**Dataset excerpts**
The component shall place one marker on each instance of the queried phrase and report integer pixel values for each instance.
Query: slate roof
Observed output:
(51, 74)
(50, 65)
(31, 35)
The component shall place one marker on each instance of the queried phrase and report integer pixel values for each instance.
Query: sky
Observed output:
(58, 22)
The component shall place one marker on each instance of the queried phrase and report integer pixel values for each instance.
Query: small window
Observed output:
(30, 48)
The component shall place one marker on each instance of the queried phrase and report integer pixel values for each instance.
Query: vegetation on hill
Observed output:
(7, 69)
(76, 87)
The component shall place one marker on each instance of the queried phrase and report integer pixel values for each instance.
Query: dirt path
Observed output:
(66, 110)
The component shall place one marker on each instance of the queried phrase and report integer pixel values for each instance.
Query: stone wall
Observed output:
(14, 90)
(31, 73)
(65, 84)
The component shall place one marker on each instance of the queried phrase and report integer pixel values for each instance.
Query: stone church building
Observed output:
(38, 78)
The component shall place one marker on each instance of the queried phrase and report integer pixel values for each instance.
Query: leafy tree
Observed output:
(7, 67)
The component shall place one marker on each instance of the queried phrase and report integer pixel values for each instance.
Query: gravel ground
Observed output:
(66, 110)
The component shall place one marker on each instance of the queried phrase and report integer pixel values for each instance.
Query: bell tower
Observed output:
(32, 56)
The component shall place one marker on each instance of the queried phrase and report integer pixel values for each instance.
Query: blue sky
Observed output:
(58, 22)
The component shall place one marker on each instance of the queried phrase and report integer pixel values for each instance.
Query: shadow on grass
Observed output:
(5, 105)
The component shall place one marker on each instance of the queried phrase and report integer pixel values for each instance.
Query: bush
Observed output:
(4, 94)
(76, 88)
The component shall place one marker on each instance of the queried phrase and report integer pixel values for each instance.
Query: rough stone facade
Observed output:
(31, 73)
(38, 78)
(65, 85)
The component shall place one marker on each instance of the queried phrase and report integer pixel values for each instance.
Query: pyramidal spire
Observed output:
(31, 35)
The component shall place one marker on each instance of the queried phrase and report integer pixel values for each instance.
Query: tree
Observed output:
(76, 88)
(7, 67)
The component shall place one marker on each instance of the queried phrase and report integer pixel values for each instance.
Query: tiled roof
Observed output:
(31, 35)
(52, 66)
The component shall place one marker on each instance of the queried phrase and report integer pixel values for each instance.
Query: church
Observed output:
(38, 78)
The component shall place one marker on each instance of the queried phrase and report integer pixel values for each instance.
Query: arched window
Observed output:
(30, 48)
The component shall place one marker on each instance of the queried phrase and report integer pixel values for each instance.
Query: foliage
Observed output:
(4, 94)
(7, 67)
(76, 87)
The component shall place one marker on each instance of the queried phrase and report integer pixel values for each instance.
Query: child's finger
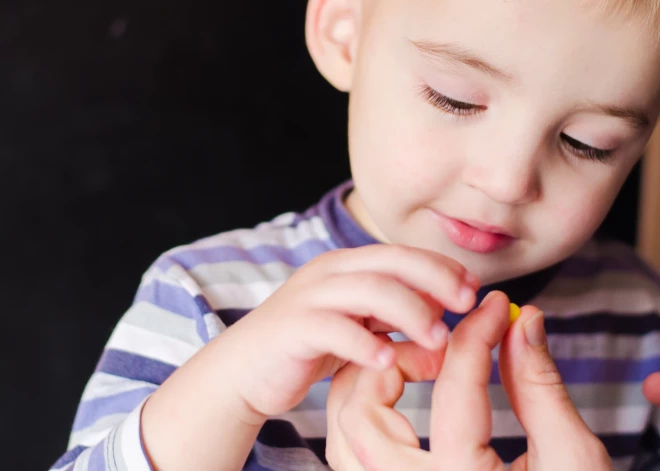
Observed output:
(323, 333)
(379, 436)
(447, 281)
(461, 417)
(652, 389)
(370, 294)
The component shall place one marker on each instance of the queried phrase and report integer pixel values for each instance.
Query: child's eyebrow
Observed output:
(453, 53)
(447, 52)
(635, 118)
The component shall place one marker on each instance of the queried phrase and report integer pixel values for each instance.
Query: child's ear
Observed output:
(331, 30)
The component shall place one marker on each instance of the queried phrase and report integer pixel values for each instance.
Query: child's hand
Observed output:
(364, 432)
(325, 315)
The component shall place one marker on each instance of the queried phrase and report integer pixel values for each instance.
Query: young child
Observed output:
(487, 141)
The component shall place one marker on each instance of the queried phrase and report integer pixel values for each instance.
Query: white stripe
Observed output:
(264, 234)
(158, 320)
(631, 301)
(288, 459)
(624, 347)
(241, 272)
(96, 432)
(82, 462)
(131, 451)
(632, 419)
(132, 339)
(105, 385)
(155, 273)
(214, 326)
(238, 295)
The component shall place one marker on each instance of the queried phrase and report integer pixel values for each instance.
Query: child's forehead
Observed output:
(645, 13)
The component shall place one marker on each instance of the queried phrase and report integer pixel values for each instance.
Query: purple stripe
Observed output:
(172, 298)
(615, 324)
(252, 464)
(90, 411)
(69, 457)
(260, 255)
(580, 267)
(139, 368)
(177, 300)
(591, 370)
(96, 459)
(230, 316)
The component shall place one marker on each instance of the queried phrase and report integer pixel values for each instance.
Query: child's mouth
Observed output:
(481, 239)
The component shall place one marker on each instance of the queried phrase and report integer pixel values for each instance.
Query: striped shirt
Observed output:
(602, 319)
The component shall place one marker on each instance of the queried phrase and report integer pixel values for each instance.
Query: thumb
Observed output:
(652, 389)
(535, 388)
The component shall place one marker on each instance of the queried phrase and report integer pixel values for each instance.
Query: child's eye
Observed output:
(584, 151)
(450, 105)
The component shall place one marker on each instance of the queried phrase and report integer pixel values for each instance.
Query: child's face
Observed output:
(556, 103)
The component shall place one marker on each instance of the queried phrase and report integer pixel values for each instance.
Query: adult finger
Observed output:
(535, 388)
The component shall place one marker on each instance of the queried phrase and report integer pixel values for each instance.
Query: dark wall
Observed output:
(127, 128)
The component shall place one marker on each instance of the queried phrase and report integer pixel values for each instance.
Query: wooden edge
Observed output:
(648, 236)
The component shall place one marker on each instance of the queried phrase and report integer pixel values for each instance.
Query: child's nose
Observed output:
(511, 181)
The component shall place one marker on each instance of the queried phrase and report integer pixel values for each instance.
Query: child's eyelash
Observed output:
(584, 151)
(449, 105)
(461, 108)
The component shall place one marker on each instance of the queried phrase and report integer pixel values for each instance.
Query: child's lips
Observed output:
(474, 235)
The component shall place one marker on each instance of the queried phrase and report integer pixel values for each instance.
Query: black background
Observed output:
(127, 128)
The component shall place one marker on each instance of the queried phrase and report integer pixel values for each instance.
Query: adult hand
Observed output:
(365, 432)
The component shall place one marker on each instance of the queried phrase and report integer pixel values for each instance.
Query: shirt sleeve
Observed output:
(648, 459)
(168, 322)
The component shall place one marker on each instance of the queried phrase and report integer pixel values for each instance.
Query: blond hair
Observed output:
(648, 11)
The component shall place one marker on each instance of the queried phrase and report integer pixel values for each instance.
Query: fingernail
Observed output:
(514, 312)
(386, 356)
(465, 294)
(487, 297)
(535, 330)
(439, 333)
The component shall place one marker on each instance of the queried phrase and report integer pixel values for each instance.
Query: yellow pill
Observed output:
(514, 312)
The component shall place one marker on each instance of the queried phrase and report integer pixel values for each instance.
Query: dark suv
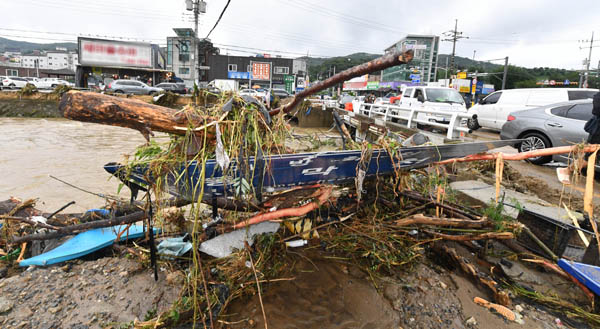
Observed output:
(131, 87)
(178, 88)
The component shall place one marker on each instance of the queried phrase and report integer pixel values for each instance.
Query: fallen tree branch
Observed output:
(288, 212)
(74, 229)
(30, 222)
(453, 211)
(471, 237)
(126, 112)
(525, 155)
(436, 221)
(500, 297)
(377, 64)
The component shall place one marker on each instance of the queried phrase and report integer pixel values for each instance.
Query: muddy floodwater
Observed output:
(33, 149)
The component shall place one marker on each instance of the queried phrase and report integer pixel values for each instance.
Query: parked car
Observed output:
(51, 83)
(387, 99)
(131, 87)
(259, 93)
(281, 93)
(433, 98)
(14, 82)
(344, 100)
(492, 111)
(34, 81)
(559, 124)
(178, 88)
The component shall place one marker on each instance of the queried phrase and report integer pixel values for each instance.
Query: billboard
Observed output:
(110, 53)
(261, 71)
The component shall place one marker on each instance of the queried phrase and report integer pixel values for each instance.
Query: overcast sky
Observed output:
(531, 32)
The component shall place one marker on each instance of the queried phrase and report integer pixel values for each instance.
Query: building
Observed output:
(101, 60)
(423, 68)
(274, 72)
(57, 59)
(33, 61)
(187, 57)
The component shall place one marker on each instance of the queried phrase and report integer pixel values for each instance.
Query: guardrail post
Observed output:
(410, 118)
(387, 109)
(453, 134)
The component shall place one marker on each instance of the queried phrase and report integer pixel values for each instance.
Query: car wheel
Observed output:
(473, 124)
(535, 141)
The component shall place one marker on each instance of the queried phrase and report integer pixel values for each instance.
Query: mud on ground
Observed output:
(334, 294)
(84, 294)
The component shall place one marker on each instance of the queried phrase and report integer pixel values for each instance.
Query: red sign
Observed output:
(96, 52)
(261, 71)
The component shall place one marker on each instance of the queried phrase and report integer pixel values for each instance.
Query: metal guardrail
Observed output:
(410, 117)
(325, 102)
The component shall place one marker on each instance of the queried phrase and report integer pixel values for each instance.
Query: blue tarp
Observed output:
(589, 275)
(84, 243)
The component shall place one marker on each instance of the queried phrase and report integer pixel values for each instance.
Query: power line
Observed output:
(454, 36)
(219, 19)
(332, 14)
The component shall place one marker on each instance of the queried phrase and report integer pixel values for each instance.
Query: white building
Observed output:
(73, 60)
(57, 60)
(29, 61)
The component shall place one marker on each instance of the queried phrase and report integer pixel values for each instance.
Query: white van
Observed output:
(492, 111)
(433, 98)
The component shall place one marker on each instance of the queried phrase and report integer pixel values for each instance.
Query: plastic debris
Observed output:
(174, 247)
(224, 244)
(296, 243)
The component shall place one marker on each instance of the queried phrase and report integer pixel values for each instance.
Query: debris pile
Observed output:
(216, 191)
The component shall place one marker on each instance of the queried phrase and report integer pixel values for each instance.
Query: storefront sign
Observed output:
(110, 53)
(238, 75)
(261, 71)
(462, 85)
(372, 85)
(487, 89)
(289, 83)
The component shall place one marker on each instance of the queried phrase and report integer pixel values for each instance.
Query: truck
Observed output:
(224, 84)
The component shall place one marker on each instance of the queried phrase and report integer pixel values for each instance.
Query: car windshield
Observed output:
(346, 99)
(444, 96)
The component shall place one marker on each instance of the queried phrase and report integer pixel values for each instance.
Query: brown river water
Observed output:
(33, 149)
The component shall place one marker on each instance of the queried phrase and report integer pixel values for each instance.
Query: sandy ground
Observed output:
(84, 294)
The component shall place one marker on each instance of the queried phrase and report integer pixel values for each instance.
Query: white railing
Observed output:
(325, 102)
(411, 117)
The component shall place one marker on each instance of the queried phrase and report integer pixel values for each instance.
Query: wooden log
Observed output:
(436, 221)
(471, 237)
(589, 148)
(126, 112)
(501, 297)
(74, 229)
(377, 64)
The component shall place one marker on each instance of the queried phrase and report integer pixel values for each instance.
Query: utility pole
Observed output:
(505, 72)
(587, 69)
(453, 35)
(446, 72)
(198, 7)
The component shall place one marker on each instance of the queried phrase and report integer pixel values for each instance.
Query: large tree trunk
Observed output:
(135, 114)
(125, 112)
(375, 65)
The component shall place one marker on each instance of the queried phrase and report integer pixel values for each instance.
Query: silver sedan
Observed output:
(559, 124)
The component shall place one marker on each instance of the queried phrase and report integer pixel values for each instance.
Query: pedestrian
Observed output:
(592, 127)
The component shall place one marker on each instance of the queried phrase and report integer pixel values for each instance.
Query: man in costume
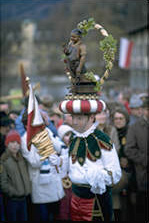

**Stated goal**
Collect every row above that contains the string "white", treating uppercase and lowercase as different.

**Output for this task**
Query: white stripe
Query: white building
Query: white van
Query: white railing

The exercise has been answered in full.